Aim of the exercise –
Rewrite the stretch from the line containing "Can you see the wooden" through the end of the records, substituting "image coordinates" for "pixel coordinates" and leaving everything else unchanged.

[Start of Extracted entries]

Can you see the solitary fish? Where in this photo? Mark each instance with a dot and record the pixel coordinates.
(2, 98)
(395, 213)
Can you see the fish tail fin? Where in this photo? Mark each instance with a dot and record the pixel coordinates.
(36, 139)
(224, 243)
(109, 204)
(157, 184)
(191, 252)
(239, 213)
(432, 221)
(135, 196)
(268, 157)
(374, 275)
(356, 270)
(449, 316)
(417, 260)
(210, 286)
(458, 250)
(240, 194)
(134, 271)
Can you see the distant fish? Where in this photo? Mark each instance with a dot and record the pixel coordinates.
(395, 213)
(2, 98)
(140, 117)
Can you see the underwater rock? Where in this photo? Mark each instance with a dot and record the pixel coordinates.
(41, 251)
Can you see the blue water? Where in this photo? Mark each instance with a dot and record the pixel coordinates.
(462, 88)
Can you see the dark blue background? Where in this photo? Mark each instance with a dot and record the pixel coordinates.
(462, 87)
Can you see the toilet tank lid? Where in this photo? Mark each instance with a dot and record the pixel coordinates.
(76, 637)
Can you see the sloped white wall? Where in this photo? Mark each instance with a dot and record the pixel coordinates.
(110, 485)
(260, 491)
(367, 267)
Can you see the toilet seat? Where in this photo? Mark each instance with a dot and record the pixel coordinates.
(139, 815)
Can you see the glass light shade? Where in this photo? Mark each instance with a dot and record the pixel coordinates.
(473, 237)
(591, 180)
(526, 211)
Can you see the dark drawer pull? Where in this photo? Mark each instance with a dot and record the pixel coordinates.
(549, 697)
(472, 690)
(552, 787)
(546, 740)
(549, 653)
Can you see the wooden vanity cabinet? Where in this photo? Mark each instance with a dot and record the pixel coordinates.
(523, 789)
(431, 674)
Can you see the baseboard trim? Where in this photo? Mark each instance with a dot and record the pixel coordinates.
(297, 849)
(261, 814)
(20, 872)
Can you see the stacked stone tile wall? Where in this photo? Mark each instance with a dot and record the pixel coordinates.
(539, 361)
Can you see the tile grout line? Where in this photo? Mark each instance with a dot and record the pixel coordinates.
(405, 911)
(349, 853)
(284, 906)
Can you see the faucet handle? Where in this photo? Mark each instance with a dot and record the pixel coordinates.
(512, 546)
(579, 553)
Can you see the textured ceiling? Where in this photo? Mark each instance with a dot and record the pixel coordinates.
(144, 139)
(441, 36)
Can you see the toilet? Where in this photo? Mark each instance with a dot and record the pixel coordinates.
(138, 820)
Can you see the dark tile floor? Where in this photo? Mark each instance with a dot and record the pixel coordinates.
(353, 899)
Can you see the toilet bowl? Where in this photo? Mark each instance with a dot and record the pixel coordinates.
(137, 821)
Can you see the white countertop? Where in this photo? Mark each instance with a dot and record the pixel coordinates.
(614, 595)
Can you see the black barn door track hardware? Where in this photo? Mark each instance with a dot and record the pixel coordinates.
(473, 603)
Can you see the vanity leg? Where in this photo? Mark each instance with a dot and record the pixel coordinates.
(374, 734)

[End of Extracted entries]

Task output –
Can you see the wooden vanity cabinet? Where in this photo? Mark each instance with a dot and record the image coordinates.
(523, 789)
(431, 674)
Can you see the baseboard trim? Where in this photo? Mark each instance with a dot and record the image coordinates.
(297, 849)
(261, 814)
(20, 872)
Can you see the stacked stone tile wall? Where in this photo? Mark each instance with a dot and record the image coordinates.
(539, 361)
Can you see the tile grout line? Where in this photo? Mark each instance with a dot and record the image coordinates.
(405, 911)
(349, 853)
(284, 906)
Can you see the faucet handle? Where in this photo? Mark each instance with a dot and record the image coordinates.
(512, 546)
(579, 553)
Can you see the textured ceiling? Where in this photo? Mark each instance with a dot and record the image coordinates.
(144, 139)
(441, 36)
Can you see the toilet? Where in this photo? Mark each instance with a dot and record the image coordinates.
(138, 820)
Can you see the dark tile floor? Where in this photo? Mark each instance with a dot and record the image coordinates.
(353, 899)
Can you see the toilet bowl? Where in this photo? Mark each instance with a dot and record the image coordinates.
(137, 821)
Can you see the white countertop? Where in this photo? Mark each instance with a dot and record the image coordinates.
(614, 595)
Can you see the black barn door track hardware? Where in this photo? Mark each instance with a dot and record the image coordinates.
(473, 603)
Can you see the vanity leg? Where in this photo? Mark each instance with a dot and record the image coordinates.
(374, 734)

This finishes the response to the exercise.